-- start TASK INPUT --

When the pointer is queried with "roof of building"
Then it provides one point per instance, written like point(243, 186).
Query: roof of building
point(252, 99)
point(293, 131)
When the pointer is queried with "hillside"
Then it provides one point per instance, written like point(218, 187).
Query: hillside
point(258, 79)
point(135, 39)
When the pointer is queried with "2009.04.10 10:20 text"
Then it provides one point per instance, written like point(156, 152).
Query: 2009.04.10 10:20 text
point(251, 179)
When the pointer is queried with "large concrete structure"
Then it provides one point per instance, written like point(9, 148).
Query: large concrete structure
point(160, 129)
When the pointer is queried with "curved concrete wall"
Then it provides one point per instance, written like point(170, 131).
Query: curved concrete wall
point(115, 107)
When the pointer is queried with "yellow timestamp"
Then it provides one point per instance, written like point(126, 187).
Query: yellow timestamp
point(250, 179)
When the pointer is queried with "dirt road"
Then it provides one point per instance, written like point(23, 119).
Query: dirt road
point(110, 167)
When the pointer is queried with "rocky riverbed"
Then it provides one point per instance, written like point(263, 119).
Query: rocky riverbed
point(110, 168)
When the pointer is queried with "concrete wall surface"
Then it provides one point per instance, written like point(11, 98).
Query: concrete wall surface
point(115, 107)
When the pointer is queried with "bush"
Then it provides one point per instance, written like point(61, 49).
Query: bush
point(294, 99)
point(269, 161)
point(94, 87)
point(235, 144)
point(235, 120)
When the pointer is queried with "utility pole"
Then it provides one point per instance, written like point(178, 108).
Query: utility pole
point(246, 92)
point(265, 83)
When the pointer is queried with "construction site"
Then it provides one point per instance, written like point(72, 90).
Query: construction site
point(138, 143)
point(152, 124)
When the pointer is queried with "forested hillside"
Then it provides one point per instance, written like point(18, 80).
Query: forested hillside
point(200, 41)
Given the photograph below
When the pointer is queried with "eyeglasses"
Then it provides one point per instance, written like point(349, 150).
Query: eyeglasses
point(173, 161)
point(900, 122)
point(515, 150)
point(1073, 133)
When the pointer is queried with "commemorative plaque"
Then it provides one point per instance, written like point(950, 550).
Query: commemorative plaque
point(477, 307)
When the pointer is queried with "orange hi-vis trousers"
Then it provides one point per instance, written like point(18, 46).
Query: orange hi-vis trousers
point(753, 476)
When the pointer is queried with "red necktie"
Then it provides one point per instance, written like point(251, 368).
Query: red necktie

-- end TASK INPUT --

■ WHAT IS BEING ASKED:
Print every line of the records exactly. Omit nothing.

■ SOLUTION TO THE PROBLEM:
When the pointer is queried with "roof of building"
Then it provides one point per instance, written like point(243, 186).
Query: roof of building
point(252, 99)
point(293, 131)
When the pointer is queried with "hillside"
Then it provides one point per instance, written like point(218, 187).
Query: hillside
point(258, 79)
point(135, 39)
When the pointer is queried with "2009.04.10 10:20 text"
Then it provides one point per instance, written like point(156, 152).
Query: 2009.04.10 10:20 text
point(251, 179)
When the pointer is queried with "large concrete structure"
Then it provides one point per instance, written like point(9, 148).
Query: large concrete structure
point(160, 129)
When the pointer is queried with "curved concrete wall"
Then it provides one point per instance, written like point(170, 131).
Query: curved concrete wall
point(115, 107)
When the pointer is queried with "yellow timestamp"
Then it provides one point per instance, written like point(126, 187).
Query: yellow timestamp
point(250, 179)
When the pointer is queried with "dirt road"
Then it provides one point per instance, written like point(23, 119).
Query: dirt road
point(110, 167)
When the pointer is queried with "rocky riverbed"
Then it provides one point per instance, written like point(263, 119).
Query: rocky riverbed
point(110, 168)
When the pointer is queried with "concrete wall surface"
Then it provides one point per instance, written like point(11, 98).
Query: concrete wall surface
point(115, 107)
When the pointer is queried with "bush"
Then it provides one point per instance, written like point(61, 49).
Query: bush
point(294, 99)
point(269, 161)
point(94, 87)
point(235, 144)
point(235, 120)
When the pointer is queried with "utility pole"
Then it provides one point per instance, written like point(178, 108).
Query: utility pole
point(246, 92)
point(265, 83)
When the pointer is queried with "construction site"
Then it provides one point per instance, written like point(72, 90).
Query: construction site
point(138, 143)
point(152, 124)
When the pointer is queried with "forested hillside"
Then it provides one point per instance, written like point(18, 80).
Query: forested hillside
point(200, 41)
Given the photograph below
When the pointer is queried with "eyeglasses"
Then it provides one point per instance, written like point(349, 150).
Query: eyeglasses
point(173, 161)
point(900, 122)
point(515, 150)
point(1073, 133)
When the pointer is queried with "commemorative plaque"
Then it provides one point per instance, written like point(950, 550).
Query: commemorative plaque
point(477, 307)
When the pointer is queried with "orange hi-vis trousers"
Then it provides one point per instance, written like point(18, 46).
Query: orange hi-vis trousers
point(753, 476)
When the pointer is queried with "red necktie"
Then it provides one point per instance, written like point(251, 368).
Query: red necktie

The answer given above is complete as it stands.